DOCUMENT
..........
# garden shed concrete slab DPC or not



## [email protected] (18 Apr 2017)

not for working in but for the mower, garden tools and a bit of garden storage, I'm about to lay a concrete slab for a 7ft by 7ft timber garden shed and am having some reservations about the slab construction!

Basically what I've done is dig down about 5" to compact soil, stuck 6" gravel boards around the edge all nice and level then part filled with hardcore consisting misc rubble to a rough depth of 3"to 4" , broken paving slabs all broken down to a max size of a cricket ball (many are smaller) . I've compacted this down as best I can by hand (sledge and tamper) but the pieces are quite big so lots of voids. 

I am now intending to mix up concrete and pour in but my main worry is the water from the mix draining through the hardcore. I've read that people put in a DPC to stop precisely this but I havnt done so. I'm not worried about damp rising through the floor as shed will sit on tanalised bearers. Should I be re thinking this and getting some sand in there and a DPC? I really dont want to as I would have to re do the work and add expense. 

So to summarise - without a DPC will the water from the mix drain through the hardcore and make the slab weak or am I worried about nothing?

thanks in advance


----------



## RobinBHM (18 Apr 2017)

I dont a dpm is needed, you would also need sand blinding.

Have you got enough space for about 100mm of concrete?


----------



## morturn (18 Apr 2017)

It’s not a problem, cement only needs a small amount of water to hydrate, the rest is to make the mix workable and compatible.
Once its set, then keep it damp for a time, ideally a month to cure. It’s quite strong after a week, so don’t be too worried.

I cannot quite work out from what you’re saying about the thickness, but aim for at least 5” thickness of concrete, otherwise it may distort. Also try to get it down, laid and tamped reasonably quickly. Trowel it off once it has gone into its initial stiffness stage.


----------



## [email protected] (18 Apr 2017)

@ Robin, yes I would need sand as well as you say but only if using a DPC?

re. depth of concrete - theres alot of voids so I'm basing materials on 100 to 125mm of concrete as an average once it runs into the gaps. ie in some places 125mm in others 50mm.
..........
PROVIDED MATERIAL
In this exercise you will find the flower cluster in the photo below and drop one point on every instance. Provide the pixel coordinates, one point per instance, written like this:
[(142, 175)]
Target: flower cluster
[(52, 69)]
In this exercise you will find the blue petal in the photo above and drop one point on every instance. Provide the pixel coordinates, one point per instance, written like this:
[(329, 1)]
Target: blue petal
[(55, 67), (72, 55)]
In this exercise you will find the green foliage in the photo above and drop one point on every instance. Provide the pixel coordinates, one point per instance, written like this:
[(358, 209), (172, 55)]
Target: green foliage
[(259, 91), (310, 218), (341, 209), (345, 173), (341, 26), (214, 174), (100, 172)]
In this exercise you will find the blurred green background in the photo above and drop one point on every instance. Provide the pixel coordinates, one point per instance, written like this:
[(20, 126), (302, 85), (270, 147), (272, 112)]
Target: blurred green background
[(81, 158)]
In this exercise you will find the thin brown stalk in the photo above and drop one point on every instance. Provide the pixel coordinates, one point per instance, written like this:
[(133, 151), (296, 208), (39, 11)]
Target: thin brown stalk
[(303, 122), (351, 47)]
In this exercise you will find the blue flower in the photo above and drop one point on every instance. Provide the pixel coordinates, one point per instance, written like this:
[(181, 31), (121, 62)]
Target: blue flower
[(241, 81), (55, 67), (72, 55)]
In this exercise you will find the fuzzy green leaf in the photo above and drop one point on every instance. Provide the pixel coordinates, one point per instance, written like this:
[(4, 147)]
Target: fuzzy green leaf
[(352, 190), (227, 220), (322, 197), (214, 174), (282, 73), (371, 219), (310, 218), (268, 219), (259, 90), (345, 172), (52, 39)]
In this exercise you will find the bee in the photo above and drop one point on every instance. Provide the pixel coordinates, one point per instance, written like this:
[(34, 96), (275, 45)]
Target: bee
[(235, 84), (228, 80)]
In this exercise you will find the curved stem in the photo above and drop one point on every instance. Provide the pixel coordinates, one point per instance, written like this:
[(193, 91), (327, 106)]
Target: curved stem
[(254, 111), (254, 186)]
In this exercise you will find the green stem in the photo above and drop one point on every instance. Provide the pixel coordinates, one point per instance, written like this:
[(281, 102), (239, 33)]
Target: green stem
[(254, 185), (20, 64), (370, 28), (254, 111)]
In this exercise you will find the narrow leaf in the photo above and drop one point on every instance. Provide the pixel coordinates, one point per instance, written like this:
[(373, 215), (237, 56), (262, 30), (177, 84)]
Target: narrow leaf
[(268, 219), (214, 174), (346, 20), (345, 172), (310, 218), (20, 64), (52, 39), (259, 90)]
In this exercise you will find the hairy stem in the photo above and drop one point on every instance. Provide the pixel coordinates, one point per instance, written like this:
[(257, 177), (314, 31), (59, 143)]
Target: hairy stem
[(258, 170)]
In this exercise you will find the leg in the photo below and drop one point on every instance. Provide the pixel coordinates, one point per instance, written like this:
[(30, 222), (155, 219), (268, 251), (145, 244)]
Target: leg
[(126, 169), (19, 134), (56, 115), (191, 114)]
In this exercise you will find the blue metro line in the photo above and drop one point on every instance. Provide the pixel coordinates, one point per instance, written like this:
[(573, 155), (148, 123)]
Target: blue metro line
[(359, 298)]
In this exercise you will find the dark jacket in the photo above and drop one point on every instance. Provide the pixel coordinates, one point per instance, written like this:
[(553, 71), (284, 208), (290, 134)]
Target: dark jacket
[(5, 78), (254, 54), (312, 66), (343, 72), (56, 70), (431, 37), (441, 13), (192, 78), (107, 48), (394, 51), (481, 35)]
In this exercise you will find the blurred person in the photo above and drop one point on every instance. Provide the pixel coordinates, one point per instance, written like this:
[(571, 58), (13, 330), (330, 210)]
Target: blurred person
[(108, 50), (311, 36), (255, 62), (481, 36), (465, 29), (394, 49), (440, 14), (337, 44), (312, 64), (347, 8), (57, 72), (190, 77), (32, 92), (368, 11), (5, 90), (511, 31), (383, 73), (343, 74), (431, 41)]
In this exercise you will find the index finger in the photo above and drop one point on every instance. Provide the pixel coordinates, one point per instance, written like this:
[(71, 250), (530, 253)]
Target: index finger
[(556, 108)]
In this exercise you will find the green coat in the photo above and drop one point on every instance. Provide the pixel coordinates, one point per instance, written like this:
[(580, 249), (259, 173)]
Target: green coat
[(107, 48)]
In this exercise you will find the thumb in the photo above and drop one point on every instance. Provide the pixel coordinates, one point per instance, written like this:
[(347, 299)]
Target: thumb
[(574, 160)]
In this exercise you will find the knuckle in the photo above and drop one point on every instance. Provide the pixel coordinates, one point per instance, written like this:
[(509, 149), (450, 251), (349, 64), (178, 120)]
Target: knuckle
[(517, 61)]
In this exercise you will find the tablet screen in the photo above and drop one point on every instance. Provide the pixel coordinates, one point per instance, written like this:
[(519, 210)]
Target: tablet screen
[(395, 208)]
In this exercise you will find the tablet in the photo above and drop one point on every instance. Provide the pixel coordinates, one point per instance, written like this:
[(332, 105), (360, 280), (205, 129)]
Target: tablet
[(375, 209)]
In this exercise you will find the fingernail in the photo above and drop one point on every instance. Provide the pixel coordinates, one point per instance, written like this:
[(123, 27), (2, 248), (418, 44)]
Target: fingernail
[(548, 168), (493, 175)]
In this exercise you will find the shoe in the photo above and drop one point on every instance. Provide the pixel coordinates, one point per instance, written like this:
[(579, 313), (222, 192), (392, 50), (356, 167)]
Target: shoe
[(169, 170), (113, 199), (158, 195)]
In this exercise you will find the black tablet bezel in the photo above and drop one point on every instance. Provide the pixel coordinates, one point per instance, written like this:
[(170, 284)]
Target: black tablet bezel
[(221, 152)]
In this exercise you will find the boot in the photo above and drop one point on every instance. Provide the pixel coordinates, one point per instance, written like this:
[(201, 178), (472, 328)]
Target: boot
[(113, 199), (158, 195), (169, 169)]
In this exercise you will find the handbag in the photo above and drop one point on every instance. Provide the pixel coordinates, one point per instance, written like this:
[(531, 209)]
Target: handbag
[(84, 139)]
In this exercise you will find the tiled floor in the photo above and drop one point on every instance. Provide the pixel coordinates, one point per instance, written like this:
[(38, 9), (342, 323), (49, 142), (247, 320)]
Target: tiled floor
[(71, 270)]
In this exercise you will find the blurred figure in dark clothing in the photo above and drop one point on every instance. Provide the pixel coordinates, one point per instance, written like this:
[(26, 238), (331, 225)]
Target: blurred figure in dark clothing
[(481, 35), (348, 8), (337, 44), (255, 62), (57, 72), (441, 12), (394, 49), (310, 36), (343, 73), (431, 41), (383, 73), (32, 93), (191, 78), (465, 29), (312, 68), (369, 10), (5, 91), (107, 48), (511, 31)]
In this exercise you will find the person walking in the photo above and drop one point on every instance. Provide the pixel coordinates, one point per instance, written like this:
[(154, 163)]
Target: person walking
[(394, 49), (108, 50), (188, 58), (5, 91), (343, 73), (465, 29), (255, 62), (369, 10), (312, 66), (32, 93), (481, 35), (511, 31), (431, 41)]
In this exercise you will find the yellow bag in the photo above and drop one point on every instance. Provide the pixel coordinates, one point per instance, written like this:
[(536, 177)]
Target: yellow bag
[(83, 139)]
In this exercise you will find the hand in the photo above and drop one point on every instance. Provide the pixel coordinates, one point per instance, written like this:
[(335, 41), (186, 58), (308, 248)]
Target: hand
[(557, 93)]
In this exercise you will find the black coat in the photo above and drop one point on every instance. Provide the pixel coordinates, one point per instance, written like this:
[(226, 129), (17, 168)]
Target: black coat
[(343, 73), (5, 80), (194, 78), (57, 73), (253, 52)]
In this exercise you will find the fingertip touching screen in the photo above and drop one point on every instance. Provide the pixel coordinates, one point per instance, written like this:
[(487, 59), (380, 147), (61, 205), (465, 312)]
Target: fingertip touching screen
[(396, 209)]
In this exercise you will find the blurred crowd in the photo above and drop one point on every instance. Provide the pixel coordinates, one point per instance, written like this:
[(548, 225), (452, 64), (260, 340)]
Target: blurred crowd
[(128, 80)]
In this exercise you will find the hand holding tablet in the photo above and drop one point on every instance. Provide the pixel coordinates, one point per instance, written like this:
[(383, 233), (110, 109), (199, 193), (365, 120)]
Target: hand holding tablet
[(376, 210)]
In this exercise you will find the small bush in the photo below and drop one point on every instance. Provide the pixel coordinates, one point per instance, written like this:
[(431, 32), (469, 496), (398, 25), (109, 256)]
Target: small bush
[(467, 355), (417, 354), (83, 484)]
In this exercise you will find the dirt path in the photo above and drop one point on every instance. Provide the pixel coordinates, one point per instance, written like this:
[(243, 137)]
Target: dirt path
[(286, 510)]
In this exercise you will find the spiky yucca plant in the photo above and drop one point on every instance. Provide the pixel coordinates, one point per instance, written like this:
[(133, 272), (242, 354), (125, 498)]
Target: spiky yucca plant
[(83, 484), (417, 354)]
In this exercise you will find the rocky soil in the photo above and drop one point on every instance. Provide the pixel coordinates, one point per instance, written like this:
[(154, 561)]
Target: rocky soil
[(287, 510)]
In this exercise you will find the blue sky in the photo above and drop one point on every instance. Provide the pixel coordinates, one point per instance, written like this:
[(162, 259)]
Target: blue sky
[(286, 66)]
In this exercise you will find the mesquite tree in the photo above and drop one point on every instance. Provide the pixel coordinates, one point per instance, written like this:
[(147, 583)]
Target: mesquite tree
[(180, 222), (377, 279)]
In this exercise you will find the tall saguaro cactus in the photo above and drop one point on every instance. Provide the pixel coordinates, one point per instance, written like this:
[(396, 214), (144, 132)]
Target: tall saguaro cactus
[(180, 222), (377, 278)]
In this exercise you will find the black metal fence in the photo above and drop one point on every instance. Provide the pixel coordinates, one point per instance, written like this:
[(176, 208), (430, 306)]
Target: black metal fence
..........
PROBLEMS AND TASKS
1. In the listing, from the line with "In this exercise you will find the shoe" to the line with "48), (511, 31)]", swap "Target" for "Object" and write those lines out again with nothing else altered.
2. Supply the next part of the forum thread about the garden shed concrete slab, picking up right after its last sentence.
The listing is unrelated to the thread about the shed slab.

RESPONSES FOR EACH TASK
1.
In this exercise you will find the shoe in the photo above and drop one point on every instance. Provide the pixel coordinates, one point per instance, written like this:
[(579, 313), (222, 192), (392, 50), (356, 167)]
Object: shoe
[(169, 170), (113, 199), (158, 195)]
In this exercise you will find the black tablet bezel in the photo above and drop one point on every instance. Provide the pixel coordinates, one point per instance, written like this:
[(170, 284)]
Object: black tablet bezel
[(221, 152)]
In this exercise you will find the boot in the photo above and drop one point on every instance. Provide the pixel coordinates, one point per instance, written like this:
[(201, 178), (472, 328)]
Object: boot
[(113, 199), (158, 195), (169, 169)]
In this exercise you will find the handbag in the photo above and drop one point on every instance. Provide the pixel coordinates, one point per instance, written like this:
[(531, 209)]
Object: handbag
[(84, 139)]
In this exercise you will find the tiled floor in the photo above and drop one point on every instance. Provide the pixel coordinates, one point per instance, written like this:
[(38, 9), (342, 323), (49, 142), (247, 320)]
Object: tiled floor
[(71, 270)]
In this exercise you will find the blurred figure in dark clothing in the photo above and drop one point on every instance. Provide the pixel coordinates, one point per instance, written like this:
[(26, 238), (331, 225)]
Object: blurred figure in dark clothing
[(481, 35), (348, 8), (337, 44), (255, 62), (57, 72), (441, 12), (394, 49), (310, 36), (343, 73), (431, 41), (383, 73), (32, 93), (191, 78), (465, 29), (312, 68), (369, 10), (5, 91), (107, 48), (511, 31)]

2.
I'm a bit worried I'm getting this wrong! got a ton of ballast arriving on the lawn tomorrow then off to get 9 bags of cement!


----------



## Robbo3 (19 Apr 2017)

Matt, I don't know where you got your info from but you seem to be laying a base suitable for vehicle traffic.
Even the poorest slab in concrete is going to be more than adequate for a storage shed. All it needs to be is flat.
I've laid a few slabs in my time & I've never heard of preventing the water soaking away in fact probably the reverse. When laying foundations in trenches the ready mixed concrete lorry driver will often offer to add extra water so that you get a runny mix that travels on its own & self levels. Not saying that's the right way to do it for every circumstance but it worked for me.


----------



## John15 (19 Apr 2017)

For higher spec slabs it is good practice to prevent the loss of cement and free water into the sub-base voids before the mix sets by placing a plastic membrane or concrete blinding but for a garden shed base it wouldn't be necessary. 

John


----------



## [email protected] (19 Apr 2017)

some great replies thanks  looks like I'm on the right track then after all!


----------



## Lons (19 Apr 2017)

Overkill imo for a small 7 x 7 shed to keep a mower and garden tools. You could park a car on 100 concrete, in fact many post war semis had driveways of 2 lines of 3 x 2 conc flags laid on hardcore and a rough sand / cement base. 

Many thousands of garden sheds are sitting quite happily on paving slabs, including the one I keep my garden tractor in and will do for very many years to come.

BTW a dpm isn't necessary in this case as the shed is off the ground though wouldn't hurt however, it shouldn't be laid straight on top of the harcore without blinding first or it will quite likely puncture which rather defeats the object.

Bob


----------



## Beau (19 Apr 2017)

John15":26wvp6ce said:


> For higher spec slabs it is good practice to prevent the loss of cement and free water into the sub-base voids before the mix sets by placing a plastic membrane or concrete blinding but for a garden shed base it wouldn't be necessary.
> 
> John



Yep this is what a building control officer told me. His view was good concrete was pretty much waterproof on it's own but the DPM would let it dry slowly and so stronger. For a shed I would just use some paving slabs and timber bearers.


----------



## Lons (19 Apr 2017)

Beau":39bj7tha said:


> Yep this is what a building control officer told me. His view was good concrete was pretty much waterproof on it's own but the DPM would let it dry slowly and so stronger. For a shed I would just use some paving slabs and timber bearers.


It surprises me that a B.I. would say that as it isn't the case and is why it's part of building regs to provide a DPM in order to stop rising damp. Depends I guess what he means by "good" concrete. :roll: You can specify waterproof concrete however that has additives and is a very different material.
A dpm does of course hold the water longer and therefore does help it dry out more slowly but that is definitely not the main purpose.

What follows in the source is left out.